**What is required**:
Make an exact copy of the records, omitting all images.

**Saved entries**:
-=-=-=-=-

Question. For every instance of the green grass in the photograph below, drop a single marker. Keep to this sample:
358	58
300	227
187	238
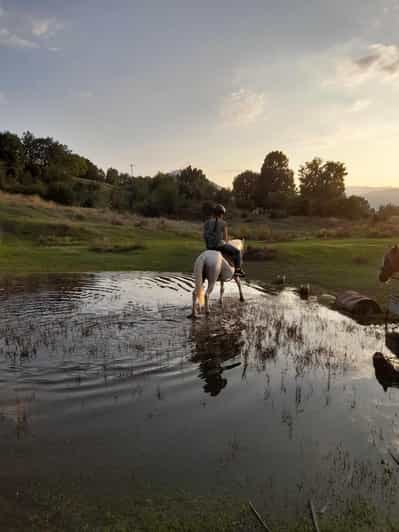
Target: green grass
39	508
37	236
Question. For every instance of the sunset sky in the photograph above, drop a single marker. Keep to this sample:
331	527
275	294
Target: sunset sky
216	84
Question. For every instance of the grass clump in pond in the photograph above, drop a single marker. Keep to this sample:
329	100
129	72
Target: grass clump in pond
107	246
53	510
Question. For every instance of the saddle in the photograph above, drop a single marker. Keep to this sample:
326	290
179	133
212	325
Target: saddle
228	259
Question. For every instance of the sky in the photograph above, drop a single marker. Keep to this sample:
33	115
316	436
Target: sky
213	83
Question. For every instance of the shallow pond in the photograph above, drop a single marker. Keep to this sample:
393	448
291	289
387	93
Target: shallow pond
103	378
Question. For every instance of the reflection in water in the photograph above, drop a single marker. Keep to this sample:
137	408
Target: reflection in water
386	370
392	341
108	365
216	342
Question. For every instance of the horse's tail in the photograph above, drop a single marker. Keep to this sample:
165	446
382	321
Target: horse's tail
199	291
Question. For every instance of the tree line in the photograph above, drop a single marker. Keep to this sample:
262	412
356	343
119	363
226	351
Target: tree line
44	166
321	190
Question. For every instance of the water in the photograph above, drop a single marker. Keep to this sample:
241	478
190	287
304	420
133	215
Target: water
103	378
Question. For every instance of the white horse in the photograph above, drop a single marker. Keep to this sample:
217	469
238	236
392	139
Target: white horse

-=-=-=-=-

**Solution below**:
Question. For every instance of the green grass in the photograph below, drop a single marker. Keep to this sample:
358	58
300	227
187	238
Target: green grass
39	508
37	236
Question. For every instance of the sunset sky in the photograph above, drop a single marker. Keep to this sample:
331	527
275	294
Target: sunset sky
216	84
Question. For every instance of the grass clump in pond in the photograph above, drop a single marker. Keep to this sample:
329	100
129	72
Target: grass clump in pond
107	246
53	510
Question. For every instance of the saddle in the photograph above, drop a single marker. Keep to this sample:
326	290
179	133
212	325
Target: saddle
228	259
Question. For every instance of the sky in the photograph above, drop a single marker. Keep to this sample:
33	115
316	436
Target: sky
213	83
Question. For every instance of the shallow pond in the photograph above, drop a single marker. Keep to this sample:
393	448
291	289
387	93
Target: shallow pond
103	378
Question. For every instance of the reflection in water in the photograph above, drop a single marker. Keep to this sample:
137	408
Target: reflection in water
386	370
392	341
108	365
216	342
Question. For every instance of the horse's tail in the photograph above, drop a single marker. Keep to this sample:
165	446
382	321
Target: horse's tail
199	291
Question. For every instance of the tree line in the photograph above, drop a single marker. Keep to this sample:
262	412
356	343
119	363
226	351
Target: tree line
44	166
321	190
Question. For every instance of the water in the photograph above, drop a single marker. Keep to this sample:
241	478
190	287
304	420
133	215
Target: water
103	378
Question. For every instance of the white horse in the photograph above, drop a single marker. Keep to this sample:
217	469
238	236
392	139
Target: white horse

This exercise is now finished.